High performance FFT on GPUs
A reader writes: "The UNC GAMMA group has recently released a high performance FFT library which can handle large 1-D FFTs. According to their webpage, the FFT library is able to achieve 4x higher computational performance on a $500 NVIDIA 7900 GPU than optimized Intel Math Kernel FFT routines running on high-end Intel and AMD CPUs costing $1500-$2000. The library is supported for both Linux and Windows platforms and is tested to work on many programmable GPUs. There is also a link to download the library freely for non-commerical use."
Why use a GPU for Final Fantasy Tactics? Couldn't you just use the GBA?
Note to mods: I'm probably being sarcastic.
if you're only considering 32-bit floating point numbers and don't need full IEEE-754 compliance.
Fast Fourier Transform
""The UNC GAMMA group has recently released a high performance FFT library which can handle large 1-D FFTs. According to their webpage, the FFT library is able to achieve 4x higher computational performance on a $500 NVIDIA 7900 GPU than optimized Intel Math Kernel FFT routines running on high-end Intel and AMD CPUs costing $1500-$2000. "
GPUs are nice, but there's the little matter of getting data and results on and off the chip.
Well, seeing as how the V.P. is such a V.I.P., shouldn't we keep the P.C. on the Q.T.? 'Cause if it leaks to the V.C. he could end up M.I.A., and then we'd all be put out in K.P.
Isn't that what SETI@home uses for the bulk of its signal analysis? Would be kind of neat to leverage the millions of idle GPU's out there.
If you don't know where you are going, you will wind up somewhere else.
I sense a little bias here; the fastest Intel and AMD processors are actually $1,000.
Thirty years later, a $500 GPU, weighing less than 1 pound, can produce 6 gigaflops. People complain about its power and cooling needs, but they are rather below 200 kW! We sometimes forget just how amazing the developments in computing have been over the last three decades.
I'm sorry, but playing Quake at really high framerates does not count as research. He's not fooling anyone.

# Entries
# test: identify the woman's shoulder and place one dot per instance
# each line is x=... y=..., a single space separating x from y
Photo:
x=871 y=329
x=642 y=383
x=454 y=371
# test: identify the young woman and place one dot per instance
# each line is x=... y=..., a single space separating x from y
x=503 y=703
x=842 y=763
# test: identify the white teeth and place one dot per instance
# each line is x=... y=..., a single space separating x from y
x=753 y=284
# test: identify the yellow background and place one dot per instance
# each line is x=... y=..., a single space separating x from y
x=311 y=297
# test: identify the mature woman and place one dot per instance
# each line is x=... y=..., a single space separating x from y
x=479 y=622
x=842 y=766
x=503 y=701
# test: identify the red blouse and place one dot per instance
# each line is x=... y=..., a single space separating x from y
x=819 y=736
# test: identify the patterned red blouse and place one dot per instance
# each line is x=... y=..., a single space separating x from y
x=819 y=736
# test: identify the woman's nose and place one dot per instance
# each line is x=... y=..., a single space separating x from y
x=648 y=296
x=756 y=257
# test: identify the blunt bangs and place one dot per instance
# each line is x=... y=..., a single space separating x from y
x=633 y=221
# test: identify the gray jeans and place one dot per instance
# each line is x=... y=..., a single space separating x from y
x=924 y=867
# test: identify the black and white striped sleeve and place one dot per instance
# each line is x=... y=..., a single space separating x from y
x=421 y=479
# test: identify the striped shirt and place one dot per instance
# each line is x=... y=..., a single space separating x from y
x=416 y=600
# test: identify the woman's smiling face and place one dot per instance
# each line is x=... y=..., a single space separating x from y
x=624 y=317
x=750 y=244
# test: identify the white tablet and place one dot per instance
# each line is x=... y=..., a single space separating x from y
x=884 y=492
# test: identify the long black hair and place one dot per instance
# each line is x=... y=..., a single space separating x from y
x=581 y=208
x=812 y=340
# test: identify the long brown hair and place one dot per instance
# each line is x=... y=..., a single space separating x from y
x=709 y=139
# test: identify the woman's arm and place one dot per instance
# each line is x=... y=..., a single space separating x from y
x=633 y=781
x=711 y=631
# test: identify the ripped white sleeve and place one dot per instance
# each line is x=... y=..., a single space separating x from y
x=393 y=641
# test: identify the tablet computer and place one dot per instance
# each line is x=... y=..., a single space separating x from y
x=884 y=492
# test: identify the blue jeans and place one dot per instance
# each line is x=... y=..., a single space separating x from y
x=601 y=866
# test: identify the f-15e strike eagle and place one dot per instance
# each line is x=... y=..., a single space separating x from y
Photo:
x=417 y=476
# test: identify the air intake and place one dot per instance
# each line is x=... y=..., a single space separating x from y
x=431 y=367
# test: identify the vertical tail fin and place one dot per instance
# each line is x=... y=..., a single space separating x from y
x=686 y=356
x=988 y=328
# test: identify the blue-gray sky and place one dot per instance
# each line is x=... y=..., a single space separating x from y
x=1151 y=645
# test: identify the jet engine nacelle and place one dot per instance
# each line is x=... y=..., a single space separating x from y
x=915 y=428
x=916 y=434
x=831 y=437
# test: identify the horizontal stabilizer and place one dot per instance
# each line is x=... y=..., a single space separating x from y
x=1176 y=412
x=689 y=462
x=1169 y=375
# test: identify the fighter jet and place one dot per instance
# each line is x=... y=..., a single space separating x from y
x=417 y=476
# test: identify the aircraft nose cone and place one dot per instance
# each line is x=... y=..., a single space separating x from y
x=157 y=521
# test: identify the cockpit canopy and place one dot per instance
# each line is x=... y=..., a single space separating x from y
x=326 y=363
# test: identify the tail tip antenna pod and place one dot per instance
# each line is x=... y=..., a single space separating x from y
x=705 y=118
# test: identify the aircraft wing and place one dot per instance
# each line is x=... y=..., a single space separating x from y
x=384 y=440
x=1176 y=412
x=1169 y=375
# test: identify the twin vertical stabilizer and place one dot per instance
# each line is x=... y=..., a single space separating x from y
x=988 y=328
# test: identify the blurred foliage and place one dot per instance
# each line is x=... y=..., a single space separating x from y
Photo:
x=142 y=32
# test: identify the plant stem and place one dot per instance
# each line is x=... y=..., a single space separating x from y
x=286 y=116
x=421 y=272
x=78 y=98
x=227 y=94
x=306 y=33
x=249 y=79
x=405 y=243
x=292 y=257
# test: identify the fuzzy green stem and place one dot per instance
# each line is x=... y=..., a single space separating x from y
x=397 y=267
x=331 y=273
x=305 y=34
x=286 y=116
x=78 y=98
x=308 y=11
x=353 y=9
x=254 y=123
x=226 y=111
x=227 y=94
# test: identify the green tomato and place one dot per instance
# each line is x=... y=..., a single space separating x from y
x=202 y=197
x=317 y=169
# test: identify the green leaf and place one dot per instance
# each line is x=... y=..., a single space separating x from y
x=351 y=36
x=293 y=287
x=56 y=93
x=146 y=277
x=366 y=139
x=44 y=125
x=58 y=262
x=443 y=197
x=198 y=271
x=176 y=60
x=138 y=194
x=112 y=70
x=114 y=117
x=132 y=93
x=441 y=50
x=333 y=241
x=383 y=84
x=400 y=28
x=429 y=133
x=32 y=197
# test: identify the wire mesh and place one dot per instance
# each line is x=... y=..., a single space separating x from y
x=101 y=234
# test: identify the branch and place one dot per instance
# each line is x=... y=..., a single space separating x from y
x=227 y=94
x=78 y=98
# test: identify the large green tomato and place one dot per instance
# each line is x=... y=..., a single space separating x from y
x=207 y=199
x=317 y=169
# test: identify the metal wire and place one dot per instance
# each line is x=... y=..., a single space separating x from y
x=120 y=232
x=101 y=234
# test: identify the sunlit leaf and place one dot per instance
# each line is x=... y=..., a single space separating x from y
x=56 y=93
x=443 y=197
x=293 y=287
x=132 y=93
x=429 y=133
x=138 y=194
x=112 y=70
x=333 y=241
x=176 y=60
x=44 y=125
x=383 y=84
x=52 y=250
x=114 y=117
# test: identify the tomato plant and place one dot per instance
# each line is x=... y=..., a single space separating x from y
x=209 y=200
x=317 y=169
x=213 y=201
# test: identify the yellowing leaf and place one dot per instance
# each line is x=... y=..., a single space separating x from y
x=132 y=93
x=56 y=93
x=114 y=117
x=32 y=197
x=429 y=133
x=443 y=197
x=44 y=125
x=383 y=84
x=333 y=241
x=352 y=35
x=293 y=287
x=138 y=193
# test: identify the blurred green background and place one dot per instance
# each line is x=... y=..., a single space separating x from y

# Written request
Reproduce the GPU FFT discussion verbatim, in its entirety. The records play no part in this work.

# Correct output
High performance FFT on GPUs
A reader writes: "The UNC GAMMA group has recently released a high performance FFT library which can handle large 1-D FFTs. According to their webpage, the FFT library is able to achieve 4x higher computational performance on a $500 NVIDIA 7900 GPU than optimized Intel Math Kernel FFT routines running on high-end Intel and AMD CPUs costing $1500-$2000. The library is supported for both Linux and Windows platforms and is tested to work on many programmable GPUs. There is also a link to download the library freely for non-commerical use."
Why use a GPU for Final Fantasy Tactics? Couldn't you just use the GBA?
Note to mods: I'm probably being sarcastic.
if you're only considering 32-bit floating point numbers and don't need full IEEE-754 compliance.
Fast Fourier Transform
""The UNC GAMMA group has recently released a high performance FFT library which can handle large 1-D FFTs. According to their webpage, the FFT library is able to achieve 4x higher computational performance on a $500 NVIDIA 7900 GPU than optimized Intel Math Kernel FFT routines running on high-end Intel and AMD CPUs costing $1500-$2000. "
GPUs are nice, but there's the little matter of getting data and results on and off the chip.
Well, seeing as how the V.P. is such a V.I.P., shouldn't we keep the P.C. on the Q.T.? 'Cause if it leaks to the V.C. he could end up M.I.A., and then we'd all be put out in K.P.
Isn't that what SETI@home uses for the bulk of its signal analysis? Would be kind of neat to leverage the millions of idle GPU's out there.
If you don't know where you are going, you will wind up somewhere else.
I sense a little bias here; the fastest Intel and AMD processors are actually $1,000.
Thirty years later, a $500 GPU, weighing less than 1 pound, can produce 6 gigaflops. People complain about its power and cooling needs, but they are rather below 200 kW! We sometimes forget just how amazing the developments in computing have been over the last three decades.
I'm sorry, but playing Quake at really high framerates does not count as research. He's not fooling anyone.